Tot horeca worden ook afhaalzaken en maaltijdbezorgdiensten gerekend.

1.34 internetwinkel

Een specifieke vorm van detailhandel, waarbij:

  • a. de transactie via internet tot stand komt;
  • b. ter plaatse alleen opslag en distributie plaatsvindt;
  • c. afhalen, tonen en afrekenen van goederen niet ter plaatse gebeurt.
1.35 kas

Een gebouw waarvan de wanden en het dak geheel of grotendeels bestaan uit glas of ander lichtdoorlatend materiaal, dienend tot het kweken van groenten, vruchten, bloemen of planten.

1.36 kelder

Een overdekte, met wanden omsloten, voor mensen toegankelijke ruimte, beneden of tot ten hoogste 0,5 m boven de kruin van de weg, waaraan het bouwperceel is gelegen.

1.37 landschappelijke waarden

De aan een gebied toegekende waarden in verband met de waarneembare verschijningsvorm van dat gebied.

1.38 maatvoeringsvlak

Een geometrisch bepaald vlak waarmee de gronden zijn aangeduid, waar ingevolge de regels voor bepaalde bouwwerken eenzelfde maatvoering geldt.

Bronmateriaal.

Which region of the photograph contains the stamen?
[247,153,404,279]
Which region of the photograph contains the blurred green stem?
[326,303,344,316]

Doel opdracht. Ga verder met de lijst met begripsomschrijvingen, direct na de omschrijving van "maatvoeringsvlak".

Antwoord.
1.39 overig bouwwerk

Een bouwkundige constructie van enige omvang, geen pand zijnde, die direct en duurzaam met de aardeis verbonden.

1.40 overkapping

Een ander bouwwerk dat een overdekte ruimte vormt zonder, dan wel met ten hoogste één wand.

1.41 pand

De kleinste bij de totstandkoming functioneel en bouwkundig-constructief zelfstandige eenheid die direct en duurzaam met de aarde is verbonden en betreedbaar en afsluitbaar is.

1.42 peil
  • 1. Voor gebouwen waarvan de hoofdtoegang direct aan een weg grenst: de hoogte van die weg ter plaatse van die hoofdtoegang;
  • 2. in andere gevallen: de gemiddelde hoogte van het aan het bouwwerk aansluitende afgewerkte terrein.
1.43 seksinrichting

Een voor het publiek toegankelijke, besloten ruimte, waarin bedrijfsmatig, of in omvang alsof zij bedrijfsmatig was, seksuele handelingen worden verricht. Onder een seksinrichting wordt in elk geval verstaan: een prostitutiebedrijf, waaronder begrepen een erotische massagesalon of een parenclub, al dan niet in combinatie met elkaar.

1.44 verbeelding

De kaart met bijbehorende verklaring waarop de bestemmingen alsmede de aanduidingen van de in het plan begrepen gronden zijn aangewezen.

1.45 vlak

Een geografisch bepaald gebied.

1.46 voorgevel

De naar de weg gekeerde gevel van een gebouw of, indien het een gebouw betreft met meer dan één naar de weg gekeerde gevel, de gevel die kennelijk als zodanig moet worden aangemerkt.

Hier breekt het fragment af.